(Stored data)
◇ ◇ ◇ ◇ ◇

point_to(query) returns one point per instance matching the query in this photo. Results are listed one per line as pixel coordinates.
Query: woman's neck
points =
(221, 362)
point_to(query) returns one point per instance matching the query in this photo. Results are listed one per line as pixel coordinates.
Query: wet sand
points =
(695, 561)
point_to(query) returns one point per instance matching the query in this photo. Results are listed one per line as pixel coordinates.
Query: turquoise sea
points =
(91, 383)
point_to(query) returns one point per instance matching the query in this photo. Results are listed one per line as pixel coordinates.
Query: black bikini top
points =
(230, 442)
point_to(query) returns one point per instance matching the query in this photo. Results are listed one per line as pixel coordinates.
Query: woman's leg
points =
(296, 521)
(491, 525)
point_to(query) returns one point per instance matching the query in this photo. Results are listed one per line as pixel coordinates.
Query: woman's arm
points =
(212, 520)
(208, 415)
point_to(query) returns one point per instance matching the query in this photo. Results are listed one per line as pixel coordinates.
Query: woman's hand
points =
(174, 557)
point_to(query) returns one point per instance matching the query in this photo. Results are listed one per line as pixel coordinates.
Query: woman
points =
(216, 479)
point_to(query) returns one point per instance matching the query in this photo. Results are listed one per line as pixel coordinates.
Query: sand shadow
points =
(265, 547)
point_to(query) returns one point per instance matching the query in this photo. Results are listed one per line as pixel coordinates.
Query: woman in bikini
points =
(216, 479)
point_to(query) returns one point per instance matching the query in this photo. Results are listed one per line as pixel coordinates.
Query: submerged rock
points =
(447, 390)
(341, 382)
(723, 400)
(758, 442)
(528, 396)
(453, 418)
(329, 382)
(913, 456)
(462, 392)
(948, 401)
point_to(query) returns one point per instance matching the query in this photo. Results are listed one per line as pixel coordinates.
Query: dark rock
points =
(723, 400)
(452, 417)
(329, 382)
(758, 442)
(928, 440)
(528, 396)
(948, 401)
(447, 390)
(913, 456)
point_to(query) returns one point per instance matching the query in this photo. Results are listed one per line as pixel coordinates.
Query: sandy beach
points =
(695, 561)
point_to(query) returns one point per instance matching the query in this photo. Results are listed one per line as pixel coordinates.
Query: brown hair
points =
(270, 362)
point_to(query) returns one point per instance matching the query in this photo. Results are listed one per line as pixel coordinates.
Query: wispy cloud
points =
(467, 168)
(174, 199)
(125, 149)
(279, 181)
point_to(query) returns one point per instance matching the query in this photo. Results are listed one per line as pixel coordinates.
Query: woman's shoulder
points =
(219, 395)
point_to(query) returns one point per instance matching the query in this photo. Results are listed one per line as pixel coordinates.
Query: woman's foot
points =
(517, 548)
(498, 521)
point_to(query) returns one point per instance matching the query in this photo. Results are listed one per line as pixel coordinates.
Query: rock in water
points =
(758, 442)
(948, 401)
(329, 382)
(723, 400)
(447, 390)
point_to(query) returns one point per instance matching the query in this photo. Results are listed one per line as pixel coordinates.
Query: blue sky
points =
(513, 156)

◇ ◇ ◇ ◇ ◇

** What you are asked to do **
Keeping each word as it stands, transcribe every entry.

** Reply **
point_to(query) returns one point per instance matching the query in this photo. Results are listed one per line as pixel coordinates.
Query: woman's neck
points =
(221, 362)
point_to(query) returns one point per instance matching the query in this photo. Results are listed one per line as pixel coordinates.
Query: wet sand
points =
(695, 561)
point_to(query) returns one point per instance matching the query in this photo. Results are listed one per line as pixel coordinates.
Query: turquoise sea
points =
(91, 383)
point_to(query) returns one point per instance matching the query in this photo. Results are listed one per line as pixel coordinates.
Query: black bikini top
points =
(230, 442)
point_to(query) returns one point per instance matching the query in this photo. Results are listed one per line as pixel coordinates.
Query: woman's leg
points =
(296, 521)
(491, 525)
point_to(query) returns one point per instance matching the query in this photo. Results are listed one per line as pixel coordinates.
Query: woman's arm
points =
(212, 520)
(208, 415)
point_to(query) returns one point per instance matching the query in this photo. Results are listed one per line as pixel coordinates.
Query: woman's hand
points =
(174, 557)
point_to(query) returns one point per instance matching the query in this photo. Results are listed one per line as pixel coordinates.
Query: woman
points =
(216, 479)
point_to(query) returns one point per instance matching the query in this photo. Results are listed one per line as pixel coordinates.
Query: sand shadow
points =
(265, 547)
point_to(query) returns one point per instance matching the query in this photo. Results are listed one per line as pixel coordinates.
Query: woman in bikini
points =
(216, 479)
point_to(query) returns one point per instance matching the query in this photo. Results are listed one per line as pixel coordinates.
Query: submerged rock
points =
(447, 390)
(341, 382)
(723, 400)
(758, 442)
(528, 396)
(453, 418)
(329, 382)
(913, 456)
(462, 392)
(948, 401)
point_to(query) returns one point per instance matching the query in this photo. Results are listed one per line as pixel coordinates.
Query: dark rock
points =
(723, 400)
(452, 417)
(329, 382)
(758, 442)
(928, 440)
(528, 396)
(948, 401)
(447, 390)
(913, 456)
point_to(query) returns one point per instance matching the query in this photo. Results are listed one per line as pixel coordinates.
Query: sandy beach
points =
(695, 561)
point_to(query) returns one point per instance matching the query in this photo. Results are listed one per line as pixel coordinates.
Query: brown hair
points =
(270, 362)
point_to(query) returns one point per instance matching the query in this photo. Results are listed one per line as pixel coordinates.
Query: wispy cloud
points =
(467, 168)
(174, 199)
(125, 149)
(279, 181)
point_to(query) returns one point per instance matching the query in this photo. Results are listed one per line as pixel coordinates.
Query: woman's shoulder
points =
(219, 395)
point_to(query) returns one point per instance matching the query in this photo. Results are listed one per line as pixel coordinates.
Query: woman's foot
points =
(517, 548)
(498, 521)
point_to(query) returns one point per instance matching the query in this photo. Results are listed one per line as pixel coordinates.
Query: rock in water
points =
(758, 442)
(948, 401)
(329, 382)
(723, 400)
(447, 390)
point_to(query) returns one point per instance matching the query in this photo. Results are listed one per line as pixel coordinates.
Query: blue sky
points =
(513, 156)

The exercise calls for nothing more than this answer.